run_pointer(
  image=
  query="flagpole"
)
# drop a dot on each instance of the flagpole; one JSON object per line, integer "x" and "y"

_ _ _ _

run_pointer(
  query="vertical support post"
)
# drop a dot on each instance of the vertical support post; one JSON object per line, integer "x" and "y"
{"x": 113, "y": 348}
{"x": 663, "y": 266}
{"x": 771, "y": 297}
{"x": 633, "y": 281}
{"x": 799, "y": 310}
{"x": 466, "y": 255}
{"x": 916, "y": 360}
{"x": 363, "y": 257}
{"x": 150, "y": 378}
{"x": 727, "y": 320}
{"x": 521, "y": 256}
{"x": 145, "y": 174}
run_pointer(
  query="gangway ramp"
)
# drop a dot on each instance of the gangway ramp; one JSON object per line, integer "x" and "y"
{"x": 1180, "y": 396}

_ _ _ _

WHAT NEEDS TO BE DONE: Which lines of the data contain the word "query"? Copy each one.

RESULT OF THIS EXERCISE:
  query="flagpole"
  query="vertical support post"
  query="gangway ramp"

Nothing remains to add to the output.